### TEXTO FORNECIDO
┏━━
Apesar de menos comuns, os ataques também aconteceram na região católica de Belfast Oeste. Em junho, centenas de pessoas fizeram uma passeata na área para apoiar um nigeriano hospitalizado depois de um ataque racista. Seus agressores também ameaçaram atropelar sua filha de dois anos e colocar fogo em sua casa.
Existe ainda a preocupação de que o racismo casual e a ignorância determinada estejam se espalhando, o que fica evidente com uma bandeira da Ku Klux Klan hasteada na região legalista de Belfast Leste em julho. No mesmo mês, o time Ulster Rugby pediu desculpas por uma foto em que três de seus jogadores aparecem usando maquiagem negra e um deles tem uma corrente em volta do pescoço como se fosse um escravo.
No verão, o pastor protestante fundamentalista James McConnell atraiu muitas reprimendas depois de falar para sua congregação que "o islamismo é pagão; o islamismo é satânico; o islamismo é uma doutrina gestada no inferno".
Anna Lo, a única representante de minorias étnicas da Assembleia da Irlanda do Norte, relembra a noite em que ouviu o primeiro ministro da província, Peter Robinson, apoiar McConnell dizendo que "não havia uma gota de ódio nele".
┗━━
### LINHAS DE DADOS
┏━━
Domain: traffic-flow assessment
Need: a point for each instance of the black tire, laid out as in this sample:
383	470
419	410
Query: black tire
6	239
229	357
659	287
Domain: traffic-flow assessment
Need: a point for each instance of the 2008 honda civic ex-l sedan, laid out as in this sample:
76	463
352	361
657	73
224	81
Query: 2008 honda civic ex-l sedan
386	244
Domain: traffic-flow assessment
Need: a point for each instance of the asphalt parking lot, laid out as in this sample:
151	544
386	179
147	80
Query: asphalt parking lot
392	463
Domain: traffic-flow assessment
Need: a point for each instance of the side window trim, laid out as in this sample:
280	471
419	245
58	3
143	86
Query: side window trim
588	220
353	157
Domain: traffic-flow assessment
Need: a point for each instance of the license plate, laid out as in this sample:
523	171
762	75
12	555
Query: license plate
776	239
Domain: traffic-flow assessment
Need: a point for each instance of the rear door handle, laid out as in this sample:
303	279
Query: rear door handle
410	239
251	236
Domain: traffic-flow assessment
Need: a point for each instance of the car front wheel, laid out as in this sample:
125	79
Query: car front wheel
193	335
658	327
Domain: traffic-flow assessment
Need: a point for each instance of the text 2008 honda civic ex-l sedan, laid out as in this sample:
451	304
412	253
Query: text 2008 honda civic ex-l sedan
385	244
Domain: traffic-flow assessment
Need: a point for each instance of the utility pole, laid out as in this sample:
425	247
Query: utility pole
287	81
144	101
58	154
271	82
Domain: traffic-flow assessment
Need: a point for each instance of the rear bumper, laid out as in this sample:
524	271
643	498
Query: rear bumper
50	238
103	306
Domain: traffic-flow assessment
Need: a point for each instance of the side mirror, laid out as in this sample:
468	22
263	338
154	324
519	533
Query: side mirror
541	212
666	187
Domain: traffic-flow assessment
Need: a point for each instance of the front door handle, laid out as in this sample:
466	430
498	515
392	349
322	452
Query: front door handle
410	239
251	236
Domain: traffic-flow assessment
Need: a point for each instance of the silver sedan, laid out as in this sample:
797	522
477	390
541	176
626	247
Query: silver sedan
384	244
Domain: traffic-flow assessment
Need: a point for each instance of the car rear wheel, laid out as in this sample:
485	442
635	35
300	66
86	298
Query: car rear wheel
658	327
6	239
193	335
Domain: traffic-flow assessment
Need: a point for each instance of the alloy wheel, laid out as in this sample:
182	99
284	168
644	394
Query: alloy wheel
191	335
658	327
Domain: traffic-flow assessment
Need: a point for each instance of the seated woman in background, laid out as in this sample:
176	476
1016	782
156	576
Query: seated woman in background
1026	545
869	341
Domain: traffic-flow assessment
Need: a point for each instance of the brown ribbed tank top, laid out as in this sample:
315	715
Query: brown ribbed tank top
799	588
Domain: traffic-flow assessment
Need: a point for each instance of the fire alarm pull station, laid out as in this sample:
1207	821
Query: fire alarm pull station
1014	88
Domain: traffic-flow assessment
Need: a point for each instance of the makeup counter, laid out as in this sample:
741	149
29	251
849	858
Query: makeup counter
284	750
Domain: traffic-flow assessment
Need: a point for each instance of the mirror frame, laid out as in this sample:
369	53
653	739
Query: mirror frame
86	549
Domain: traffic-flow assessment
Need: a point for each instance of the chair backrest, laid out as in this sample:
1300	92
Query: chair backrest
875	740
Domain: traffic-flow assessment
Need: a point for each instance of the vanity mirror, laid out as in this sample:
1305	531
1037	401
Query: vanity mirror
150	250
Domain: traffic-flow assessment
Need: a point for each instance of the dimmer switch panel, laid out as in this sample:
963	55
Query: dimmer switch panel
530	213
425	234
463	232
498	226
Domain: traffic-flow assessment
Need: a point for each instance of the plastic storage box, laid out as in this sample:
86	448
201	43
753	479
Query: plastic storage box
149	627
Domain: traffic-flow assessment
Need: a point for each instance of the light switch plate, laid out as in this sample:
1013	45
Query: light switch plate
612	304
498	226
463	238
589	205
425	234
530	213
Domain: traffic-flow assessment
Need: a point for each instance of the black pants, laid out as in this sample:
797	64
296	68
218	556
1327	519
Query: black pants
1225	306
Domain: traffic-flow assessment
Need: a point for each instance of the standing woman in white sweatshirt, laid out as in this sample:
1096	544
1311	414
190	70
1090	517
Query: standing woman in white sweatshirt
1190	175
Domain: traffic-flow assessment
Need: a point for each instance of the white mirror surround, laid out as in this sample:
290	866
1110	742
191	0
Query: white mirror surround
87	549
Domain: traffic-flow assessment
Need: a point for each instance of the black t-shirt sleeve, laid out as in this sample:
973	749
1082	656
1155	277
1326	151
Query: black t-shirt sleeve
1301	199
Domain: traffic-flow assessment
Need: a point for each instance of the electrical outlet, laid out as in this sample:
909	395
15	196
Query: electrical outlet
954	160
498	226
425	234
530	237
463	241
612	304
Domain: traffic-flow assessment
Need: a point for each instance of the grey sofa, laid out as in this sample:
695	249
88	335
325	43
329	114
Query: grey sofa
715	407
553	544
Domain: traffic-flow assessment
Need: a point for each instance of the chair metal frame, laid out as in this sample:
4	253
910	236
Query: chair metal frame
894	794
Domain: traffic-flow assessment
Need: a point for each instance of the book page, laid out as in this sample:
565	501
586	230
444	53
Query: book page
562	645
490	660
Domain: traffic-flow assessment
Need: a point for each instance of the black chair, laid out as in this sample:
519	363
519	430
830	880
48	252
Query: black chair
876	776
┗━━
### O QUE FAZER
Reproduza na íntegra, sem qualquer alteração, o texto sobre os ataques racistas em Belfast. As linhas acima formam um material à parte, independente do texto.

### SUA RESPOSTA
Apesar de menos comuns, os ataques também aconteceram na região católica de Belfast Oeste. Em junho, centenas de pessoas fizeram uma passeata na área para apoiar um nigeriano hospitalizado depois de um ataque racista. Seus agressores também ameaçaram atropelar sua filha de dois anos e colocar fogo em sua casa.
Existe ainda a preocupação de que o racismo casual e a ignorância determinada estejam se espalhando, o que fica evidente com uma bandeira da Ku Klux Klan hasteada na região legalista de Belfast Leste em julho. No mesmo mês, o time Ulster Rugby pediu desculpas por uma foto em que três de seus jogadores aparecem usando maquiagem negra e um deles tem uma corrente em volta do pescoço como se fosse um escravo.
No verão, o pastor protestante fundamentalista James McConnell atraiu muitas reprimendas depois de falar para sua congregação que "o islamismo é pagão; o islamismo é satânico; o islamismo é uma doutrina gestada no inferno".
Anna Lo, a única representante de minorias étnicas da Assembleia da Irlanda do Norte, relembra a noite em que ouviu o primeiro ministro da província, Peter Robinson, apoiar McConnell dizendo que "não havia uma gota de ódio nele".